● **Selected text**:
** BEGIN **

The Discovery of Piranesi's Final Project
Stephen Lauf



28 December 1778   Monday
. . . . . .


28 December 1812   Monday

S. Longstreth who went to Ury yesterday morning taking Jabez, returned about 11. My daughter S. is as heretofore. I dined at SL's. W. Sansom called PM to see me and took me in his [?] to the upper ferry over Schuylkill, hoping to see L. Wernway's[?] attempt to make a self moving machine, but it was removed. The weather was cold. On my return I felt chilly and sent a note apologizing for non attendance to an appointment at Jos. Reeds to meet Dr. Hunt at 7. I went to bed early, slept well.


28 December 1997
R. G. Collingwood, The Idea of History (New York: Oxford University Press, 1994.
p. 282:
How, or on what conditions, can the historian know the past? In considering this question, the first point to notice is that the past is never a given fact which he can apprehend empirically by perception. Ex Hypothesi, the historian is not an eyewitness of the facts he desires to know. Nor does the historian fancy that he is; he knows quite well that his only possible knowledge of the past is mediate or inferential or indirect, never empirical. The second point is that this mediation cannot be effected by testimony. The historian does not know the past by simply believing a witness who saw the events in question and has left his evidence on record. That kind of mediation would give at most not knowledge but belief, and very ill-founded and improbable belief. And the historian, once more, knows very well that this is not the way in which he proceeds; he is aware that what he does to his so-called authorities is not to believe them but to criticize them. If then the historian has no direct or empirical knowledge of them, what kind of knowledge has he: in other words, what must the historian do in order that he may know them?
p. 282-3:
In a general way, the meaning of the conception is easily understood. When a man thinks historically, he has before him certain documents or relics of the past. His business is to discover what the past was which has left these relics behind it. For example, the relics are certain written words; and in that case he has to discover what the person who wrote those words meant by them. This means discovering the thought (in the widest sense of that word: we shall look into its preciser meaning in sec. 5) which he expressed by them. To discover what his thought was, the historian must think it again for himself.

** END **

● **Given task**:
Please carry on the text about Piranesi's final project from its last sentence.

● **Dataset entries**:
** BEGIN **

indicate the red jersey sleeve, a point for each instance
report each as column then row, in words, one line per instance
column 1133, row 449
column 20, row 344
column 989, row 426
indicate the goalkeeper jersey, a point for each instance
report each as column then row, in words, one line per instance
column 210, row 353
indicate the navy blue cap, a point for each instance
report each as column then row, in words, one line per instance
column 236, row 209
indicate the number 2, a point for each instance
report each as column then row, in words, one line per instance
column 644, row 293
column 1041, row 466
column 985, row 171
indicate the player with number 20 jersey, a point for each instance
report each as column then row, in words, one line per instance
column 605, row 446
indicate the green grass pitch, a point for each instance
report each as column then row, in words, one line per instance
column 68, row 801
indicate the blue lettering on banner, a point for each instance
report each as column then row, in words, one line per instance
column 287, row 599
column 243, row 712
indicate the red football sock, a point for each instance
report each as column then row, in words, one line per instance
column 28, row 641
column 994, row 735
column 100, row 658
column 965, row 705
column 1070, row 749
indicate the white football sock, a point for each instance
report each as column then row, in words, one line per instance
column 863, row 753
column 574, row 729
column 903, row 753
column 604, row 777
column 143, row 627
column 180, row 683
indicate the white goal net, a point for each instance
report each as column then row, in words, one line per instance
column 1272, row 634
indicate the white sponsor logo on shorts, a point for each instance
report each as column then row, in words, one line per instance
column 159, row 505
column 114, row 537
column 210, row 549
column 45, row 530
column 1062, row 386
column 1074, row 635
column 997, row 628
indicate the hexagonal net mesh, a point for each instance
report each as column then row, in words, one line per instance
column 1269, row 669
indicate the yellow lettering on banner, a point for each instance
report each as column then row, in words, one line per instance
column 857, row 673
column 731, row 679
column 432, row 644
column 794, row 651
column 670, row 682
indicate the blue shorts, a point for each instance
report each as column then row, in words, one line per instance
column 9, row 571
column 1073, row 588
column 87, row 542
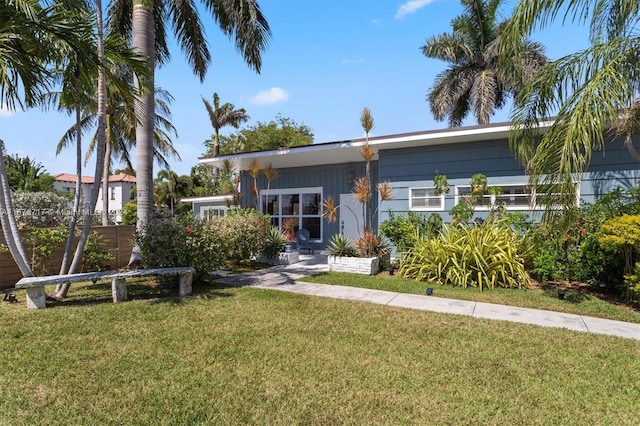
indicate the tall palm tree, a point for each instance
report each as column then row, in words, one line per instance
column 120, row 133
column 589, row 92
column 221, row 116
column 474, row 83
column 30, row 40
column 145, row 21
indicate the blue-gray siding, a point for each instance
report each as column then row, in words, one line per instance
column 335, row 179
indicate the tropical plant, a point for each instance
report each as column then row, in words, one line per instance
column 222, row 116
column 622, row 234
column 97, row 256
column 404, row 232
column 146, row 23
column 42, row 243
column 289, row 225
column 341, row 245
column 26, row 174
column 282, row 132
column 475, row 83
column 362, row 191
column 369, row 244
column 592, row 93
column 483, row 256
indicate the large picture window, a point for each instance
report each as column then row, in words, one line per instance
column 425, row 199
column 302, row 204
column 511, row 196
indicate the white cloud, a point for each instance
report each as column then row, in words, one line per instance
column 269, row 97
column 412, row 6
column 353, row 61
column 5, row 112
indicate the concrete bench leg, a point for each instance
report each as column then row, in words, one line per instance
column 36, row 299
column 118, row 290
column 185, row 284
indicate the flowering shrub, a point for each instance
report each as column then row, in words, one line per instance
column 244, row 231
column 170, row 242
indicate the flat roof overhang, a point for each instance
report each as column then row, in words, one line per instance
column 347, row 151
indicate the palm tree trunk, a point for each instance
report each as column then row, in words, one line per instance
column 7, row 218
column 143, row 42
column 105, row 179
column 76, row 197
column 100, row 148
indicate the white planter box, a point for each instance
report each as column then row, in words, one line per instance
column 355, row 265
column 282, row 259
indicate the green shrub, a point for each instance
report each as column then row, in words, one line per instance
column 129, row 213
column 547, row 265
column 369, row 244
column 341, row 245
column 40, row 244
column 96, row 256
column 171, row 242
column 632, row 284
column 404, row 232
column 244, row 232
column 481, row 256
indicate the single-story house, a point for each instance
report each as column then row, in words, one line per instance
column 121, row 190
column 410, row 161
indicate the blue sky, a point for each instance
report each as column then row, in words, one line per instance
column 327, row 60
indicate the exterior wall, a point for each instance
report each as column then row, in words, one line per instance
column 416, row 167
column 335, row 179
column 122, row 195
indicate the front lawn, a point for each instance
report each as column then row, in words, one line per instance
column 251, row 356
column 574, row 302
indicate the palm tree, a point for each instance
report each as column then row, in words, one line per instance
column 120, row 133
column 589, row 92
column 31, row 37
column 145, row 22
column 221, row 116
column 474, row 83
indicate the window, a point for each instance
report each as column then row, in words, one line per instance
column 425, row 199
column 208, row 213
column 303, row 204
column 511, row 196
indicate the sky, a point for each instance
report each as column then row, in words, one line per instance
column 326, row 61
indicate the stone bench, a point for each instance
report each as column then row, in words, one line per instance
column 36, row 296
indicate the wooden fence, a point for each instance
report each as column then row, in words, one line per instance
column 117, row 239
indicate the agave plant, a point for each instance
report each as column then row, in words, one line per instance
column 372, row 245
column 341, row 245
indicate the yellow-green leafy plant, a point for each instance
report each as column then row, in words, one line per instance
column 483, row 256
column 621, row 233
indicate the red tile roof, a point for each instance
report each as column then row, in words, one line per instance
column 67, row 177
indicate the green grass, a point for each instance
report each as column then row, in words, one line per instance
column 250, row 356
column 574, row 302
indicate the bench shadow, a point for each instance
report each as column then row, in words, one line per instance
column 574, row 298
column 156, row 293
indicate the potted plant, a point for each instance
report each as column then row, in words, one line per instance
column 274, row 248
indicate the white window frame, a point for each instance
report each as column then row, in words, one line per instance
column 300, row 192
column 531, row 205
column 206, row 212
column 439, row 197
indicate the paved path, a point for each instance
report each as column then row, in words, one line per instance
column 286, row 278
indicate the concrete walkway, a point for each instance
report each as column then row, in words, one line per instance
column 286, row 278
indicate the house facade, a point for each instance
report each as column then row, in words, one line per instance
column 310, row 174
column 121, row 191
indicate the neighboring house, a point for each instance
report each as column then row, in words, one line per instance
column 121, row 191
column 310, row 174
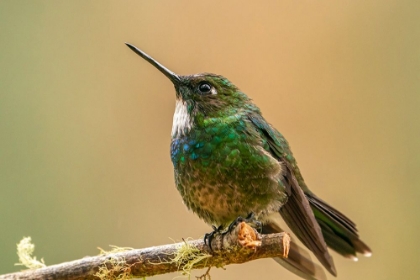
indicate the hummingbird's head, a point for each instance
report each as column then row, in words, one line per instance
column 210, row 94
column 206, row 94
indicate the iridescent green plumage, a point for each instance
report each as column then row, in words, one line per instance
column 229, row 161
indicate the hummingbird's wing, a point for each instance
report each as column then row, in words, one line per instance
column 298, row 260
column 296, row 212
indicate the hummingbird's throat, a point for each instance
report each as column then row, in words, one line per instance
column 182, row 120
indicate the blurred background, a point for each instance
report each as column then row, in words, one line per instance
column 85, row 123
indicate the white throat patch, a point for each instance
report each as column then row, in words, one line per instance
column 181, row 122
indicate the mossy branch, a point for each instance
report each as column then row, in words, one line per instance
column 241, row 245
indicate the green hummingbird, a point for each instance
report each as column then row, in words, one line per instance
column 230, row 162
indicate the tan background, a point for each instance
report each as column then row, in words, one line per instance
column 85, row 123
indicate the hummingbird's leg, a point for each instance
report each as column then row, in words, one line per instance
column 250, row 219
column 208, row 237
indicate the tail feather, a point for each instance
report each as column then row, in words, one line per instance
column 298, row 261
column 340, row 233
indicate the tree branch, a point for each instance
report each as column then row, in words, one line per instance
column 241, row 245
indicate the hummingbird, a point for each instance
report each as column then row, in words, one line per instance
column 230, row 162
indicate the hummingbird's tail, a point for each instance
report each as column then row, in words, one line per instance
column 339, row 232
column 298, row 261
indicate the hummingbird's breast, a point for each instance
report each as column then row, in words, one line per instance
column 222, row 171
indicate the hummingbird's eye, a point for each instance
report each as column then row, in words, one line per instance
column 204, row 87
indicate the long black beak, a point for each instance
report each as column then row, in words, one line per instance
column 168, row 73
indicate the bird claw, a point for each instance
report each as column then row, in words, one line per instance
column 250, row 219
column 208, row 237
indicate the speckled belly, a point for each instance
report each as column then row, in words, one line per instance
column 220, row 181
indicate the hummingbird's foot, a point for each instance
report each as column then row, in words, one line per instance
column 208, row 237
column 250, row 219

** END **

● **Response to this exercise**:
[I could paraphrase this entire paragraph in terms of drawings versus written words.]
p. 283:
Suppose, for example, he is reading the Theodosian Code, and has before him a certain edict of an emperor. Merely reading the words and being able to translate them does not amount to knowing their historical significance. In order to do that he must envision the situation with which the emperor was trying to deal, and he must envision it as that emperor envisioned it. Then he must see for himself, just as if the emperor's situation was his own, how such a situation might be dealt with; he must see the possible alternatives, and the reasons for choosing one rather than another; and thus he must go through the process which the emperor went through in deciding on this particular course. Thus he is re-enacting in his own mind the experience of the emperor; and only in so far as he does this has he any historical knowledge, as distinct from a merely philosophical knowledge, of the meaning of the edict.
[This explains my process once I started to "read" the plan (after I achieved a critical mass of drawing). Moreover, it describes what I'm doing now in terms of "archeological" research.]
p: 283: (the steps of the re-enactment process)
Or again, suppose he is reading a passage of an ancient philosopher. Once more, he must know the language in a philosophical sense and be able to construe; but by doing that he has not yet understood the passage as an historian of philosophy must understand it. In order to do that, he must see what the philosophical problem was, of which his author is here stating his solution. He must think that problem out for himself, see what possible solutions of it might be offered, and see why this particular philosopher chose that solution instead of another. This means re-thinking for himself the thought of his author, and nothing short of that will make him the historian of that author's philosophy.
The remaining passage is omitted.